When you reach the line containing "column 2, row 191", begin copying exactly, and keep going through the last line of the records below, copying nothing before it.

*** Opening of Available records ***

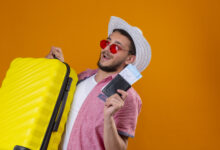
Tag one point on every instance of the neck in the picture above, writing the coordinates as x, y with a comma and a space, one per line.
102, 74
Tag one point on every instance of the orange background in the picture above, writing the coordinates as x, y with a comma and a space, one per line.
180, 88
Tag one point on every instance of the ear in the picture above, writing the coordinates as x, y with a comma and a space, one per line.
130, 59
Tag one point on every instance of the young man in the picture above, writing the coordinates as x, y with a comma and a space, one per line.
97, 122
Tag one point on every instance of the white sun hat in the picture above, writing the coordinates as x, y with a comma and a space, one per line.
143, 49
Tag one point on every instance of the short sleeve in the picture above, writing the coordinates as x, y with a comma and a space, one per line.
126, 118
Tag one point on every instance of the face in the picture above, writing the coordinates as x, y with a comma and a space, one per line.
114, 62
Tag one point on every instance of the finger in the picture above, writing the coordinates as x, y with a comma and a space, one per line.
123, 93
114, 101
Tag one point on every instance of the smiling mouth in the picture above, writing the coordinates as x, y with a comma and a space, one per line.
105, 56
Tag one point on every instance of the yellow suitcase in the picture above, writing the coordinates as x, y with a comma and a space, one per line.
35, 100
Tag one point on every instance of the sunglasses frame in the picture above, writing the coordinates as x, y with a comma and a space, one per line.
114, 48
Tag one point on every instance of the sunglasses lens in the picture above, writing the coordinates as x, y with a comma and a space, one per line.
113, 49
103, 44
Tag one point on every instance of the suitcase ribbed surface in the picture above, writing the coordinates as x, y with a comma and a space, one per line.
27, 99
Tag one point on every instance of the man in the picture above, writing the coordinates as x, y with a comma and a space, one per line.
96, 122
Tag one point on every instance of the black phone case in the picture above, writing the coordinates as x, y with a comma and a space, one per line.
117, 83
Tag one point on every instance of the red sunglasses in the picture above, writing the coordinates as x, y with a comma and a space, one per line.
113, 48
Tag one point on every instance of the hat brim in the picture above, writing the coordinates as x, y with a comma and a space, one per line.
143, 49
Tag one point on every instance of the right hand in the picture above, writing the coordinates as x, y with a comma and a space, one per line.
55, 52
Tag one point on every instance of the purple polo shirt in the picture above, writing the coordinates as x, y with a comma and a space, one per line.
87, 131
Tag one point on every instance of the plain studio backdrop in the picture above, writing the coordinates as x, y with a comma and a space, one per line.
180, 88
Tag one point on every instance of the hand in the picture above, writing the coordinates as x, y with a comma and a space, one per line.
114, 103
55, 52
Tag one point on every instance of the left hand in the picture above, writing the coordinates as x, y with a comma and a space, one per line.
114, 103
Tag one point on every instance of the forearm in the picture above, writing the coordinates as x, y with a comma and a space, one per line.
112, 139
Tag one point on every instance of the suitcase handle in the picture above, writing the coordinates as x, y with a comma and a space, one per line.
59, 116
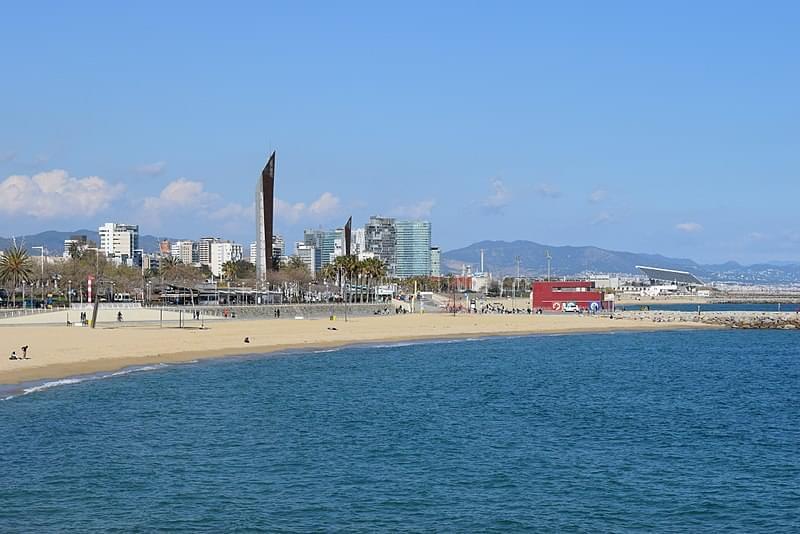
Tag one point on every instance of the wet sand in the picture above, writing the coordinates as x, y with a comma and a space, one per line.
63, 351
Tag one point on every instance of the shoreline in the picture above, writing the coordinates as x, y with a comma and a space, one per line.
78, 360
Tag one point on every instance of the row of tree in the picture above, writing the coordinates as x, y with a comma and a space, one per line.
18, 267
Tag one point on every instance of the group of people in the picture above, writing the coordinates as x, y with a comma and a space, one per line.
24, 354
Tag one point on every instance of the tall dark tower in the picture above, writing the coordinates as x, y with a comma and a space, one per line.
348, 236
264, 206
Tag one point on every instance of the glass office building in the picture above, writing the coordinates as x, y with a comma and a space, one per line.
412, 248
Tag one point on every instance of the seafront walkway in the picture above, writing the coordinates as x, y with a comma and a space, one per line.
135, 314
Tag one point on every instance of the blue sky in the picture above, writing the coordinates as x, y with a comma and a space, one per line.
655, 127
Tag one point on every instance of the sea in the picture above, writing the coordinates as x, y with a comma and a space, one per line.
670, 431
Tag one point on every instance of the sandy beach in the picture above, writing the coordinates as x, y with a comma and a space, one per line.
62, 351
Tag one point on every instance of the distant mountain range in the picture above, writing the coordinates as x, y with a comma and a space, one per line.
53, 241
500, 259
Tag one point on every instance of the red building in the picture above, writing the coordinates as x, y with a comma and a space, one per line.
565, 295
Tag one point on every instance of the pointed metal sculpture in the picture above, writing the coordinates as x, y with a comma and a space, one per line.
348, 236
264, 206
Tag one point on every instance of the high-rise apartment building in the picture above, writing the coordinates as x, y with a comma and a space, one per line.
278, 250
120, 242
308, 255
380, 239
221, 253
79, 242
185, 251
413, 248
204, 249
264, 206
359, 241
436, 261
328, 245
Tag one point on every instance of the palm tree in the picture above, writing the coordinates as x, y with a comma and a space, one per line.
230, 270
348, 265
374, 268
328, 272
15, 266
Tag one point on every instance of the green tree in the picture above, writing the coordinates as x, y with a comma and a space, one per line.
16, 267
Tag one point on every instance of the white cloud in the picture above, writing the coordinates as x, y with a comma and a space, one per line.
602, 217
181, 193
756, 236
326, 205
152, 169
55, 193
234, 210
689, 227
500, 196
547, 191
415, 211
598, 195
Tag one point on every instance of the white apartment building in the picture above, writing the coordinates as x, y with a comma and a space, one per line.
120, 242
308, 254
221, 253
252, 257
359, 243
185, 251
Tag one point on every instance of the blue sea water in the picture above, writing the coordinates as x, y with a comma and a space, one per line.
664, 431
715, 307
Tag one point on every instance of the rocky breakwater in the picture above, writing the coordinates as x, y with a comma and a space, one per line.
738, 319
754, 320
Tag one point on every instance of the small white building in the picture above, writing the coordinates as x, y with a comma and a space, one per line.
223, 252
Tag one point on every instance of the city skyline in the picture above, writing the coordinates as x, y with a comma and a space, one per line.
659, 144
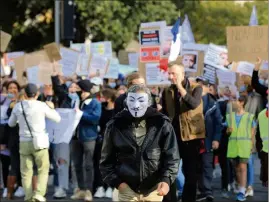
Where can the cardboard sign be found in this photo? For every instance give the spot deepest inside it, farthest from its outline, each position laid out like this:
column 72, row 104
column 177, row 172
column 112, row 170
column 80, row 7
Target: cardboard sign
column 5, row 39
column 149, row 37
column 9, row 57
column 53, row 52
column 246, row 43
column 150, row 54
column 20, row 68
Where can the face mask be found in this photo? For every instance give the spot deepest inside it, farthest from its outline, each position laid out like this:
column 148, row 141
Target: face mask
column 73, row 96
column 68, row 83
column 137, row 104
column 95, row 89
column 10, row 95
column 112, row 85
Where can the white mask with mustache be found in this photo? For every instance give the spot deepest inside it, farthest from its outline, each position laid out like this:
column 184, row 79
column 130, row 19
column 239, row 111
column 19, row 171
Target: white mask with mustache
column 137, row 104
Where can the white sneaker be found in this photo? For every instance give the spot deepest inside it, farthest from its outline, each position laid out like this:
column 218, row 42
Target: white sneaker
column 4, row 193
column 100, row 193
column 60, row 193
column 249, row 192
column 109, row 192
column 88, row 196
column 19, row 193
column 39, row 198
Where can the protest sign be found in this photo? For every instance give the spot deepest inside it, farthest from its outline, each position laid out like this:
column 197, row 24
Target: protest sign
column 245, row 68
column 155, row 76
column 20, row 68
column 123, row 57
column 216, row 56
column 5, row 39
column 246, row 43
column 103, row 48
column 53, row 52
column 150, row 54
column 133, row 59
column 63, row 132
column 80, row 47
column 98, row 66
column 69, row 61
column 209, row 73
column 150, row 36
column 32, row 75
column 9, row 57
column 83, row 65
column 34, row 58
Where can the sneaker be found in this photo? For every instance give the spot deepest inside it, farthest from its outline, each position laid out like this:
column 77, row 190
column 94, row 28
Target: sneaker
column 59, row 194
column 201, row 197
column 4, row 193
column 109, row 192
column 88, row 196
column 78, row 194
column 39, row 198
column 240, row 197
column 19, row 192
column 225, row 194
column 249, row 192
column 209, row 197
column 100, row 193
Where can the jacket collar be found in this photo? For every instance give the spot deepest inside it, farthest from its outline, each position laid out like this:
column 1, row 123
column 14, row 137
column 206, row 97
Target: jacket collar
column 87, row 101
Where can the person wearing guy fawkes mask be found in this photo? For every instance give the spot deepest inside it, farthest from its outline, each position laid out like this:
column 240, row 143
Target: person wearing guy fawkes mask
column 140, row 153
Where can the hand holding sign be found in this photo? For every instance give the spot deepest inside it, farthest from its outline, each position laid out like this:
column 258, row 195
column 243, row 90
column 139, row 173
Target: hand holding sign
column 258, row 64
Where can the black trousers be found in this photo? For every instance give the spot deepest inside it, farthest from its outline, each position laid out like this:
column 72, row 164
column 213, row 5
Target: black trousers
column 189, row 152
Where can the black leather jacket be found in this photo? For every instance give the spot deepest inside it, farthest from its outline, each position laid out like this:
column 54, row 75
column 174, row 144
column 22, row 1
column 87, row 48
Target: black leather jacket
column 141, row 167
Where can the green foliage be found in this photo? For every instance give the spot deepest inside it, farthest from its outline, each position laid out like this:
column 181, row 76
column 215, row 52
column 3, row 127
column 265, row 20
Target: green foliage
column 118, row 21
column 31, row 21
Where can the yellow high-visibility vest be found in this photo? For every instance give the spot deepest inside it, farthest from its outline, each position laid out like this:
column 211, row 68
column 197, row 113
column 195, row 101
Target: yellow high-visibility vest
column 240, row 141
column 263, row 127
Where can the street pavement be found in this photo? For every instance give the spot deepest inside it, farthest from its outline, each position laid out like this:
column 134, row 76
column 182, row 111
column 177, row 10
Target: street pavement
column 260, row 193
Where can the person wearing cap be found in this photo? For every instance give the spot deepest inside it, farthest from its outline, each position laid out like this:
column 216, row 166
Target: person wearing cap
column 213, row 125
column 83, row 144
column 262, row 144
column 182, row 103
column 35, row 112
column 140, row 153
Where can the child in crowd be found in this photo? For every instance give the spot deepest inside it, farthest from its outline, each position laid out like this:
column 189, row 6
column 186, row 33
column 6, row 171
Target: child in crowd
column 241, row 128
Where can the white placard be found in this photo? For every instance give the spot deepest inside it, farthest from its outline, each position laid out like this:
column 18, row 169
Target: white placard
column 83, row 65
column 62, row 132
column 32, row 75
column 103, row 48
column 245, row 68
column 69, row 61
column 216, row 56
column 155, row 76
column 133, row 59
column 226, row 77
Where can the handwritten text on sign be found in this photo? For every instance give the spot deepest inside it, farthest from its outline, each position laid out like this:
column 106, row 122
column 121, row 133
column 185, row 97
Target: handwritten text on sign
column 246, row 43
column 150, row 54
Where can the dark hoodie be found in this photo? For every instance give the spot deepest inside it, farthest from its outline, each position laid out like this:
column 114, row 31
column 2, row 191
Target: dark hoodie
column 141, row 167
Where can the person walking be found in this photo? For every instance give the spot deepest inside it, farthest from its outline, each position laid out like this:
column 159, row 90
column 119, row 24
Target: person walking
column 34, row 141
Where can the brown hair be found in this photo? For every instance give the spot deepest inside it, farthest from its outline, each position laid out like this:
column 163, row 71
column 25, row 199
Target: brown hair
column 131, row 77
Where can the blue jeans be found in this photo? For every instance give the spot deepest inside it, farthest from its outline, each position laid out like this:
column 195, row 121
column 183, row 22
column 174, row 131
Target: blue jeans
column 250, row 171
column 180, row 180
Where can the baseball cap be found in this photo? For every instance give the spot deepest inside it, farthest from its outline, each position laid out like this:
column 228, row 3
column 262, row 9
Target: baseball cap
column 203, row 80
column 31, row 90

*** Close of Available records ***

### Solution to this problem
column 2, row 191
Target: dark hoodie
column 141, row 167
Where can the person walking be found in this photo? For every instance give the spot deepest inside it, farthest from its outline, each position laid out like this:
column 159, row 90
column 119, row 24
Target: person walking
column 34, row 141
Where can the brown hair be found in this photo? For every instance give the spot deepest inside it, farthest from its outline, each position laid out like this:
column 163, row 71
column 25, row 199
Target: brown hair
column 131, row 77
Where can the blue jeans be found in this photo? For every instance give the spot deepest inside it, farthest from its outline, each position laid out like this:
column 195, row 121
column 183, row 22
column 174, row 131
Target: blue jeans
column 250, row 171
column 180, row 180
Where can the baseball cap be found in this photo? For every instance give the spot deepest inside it, farthest from its outline, each position laid out like this:
column 228, row 3
column 262, row 9
Target: baseball cap
column 203, row 80
column 31, row 90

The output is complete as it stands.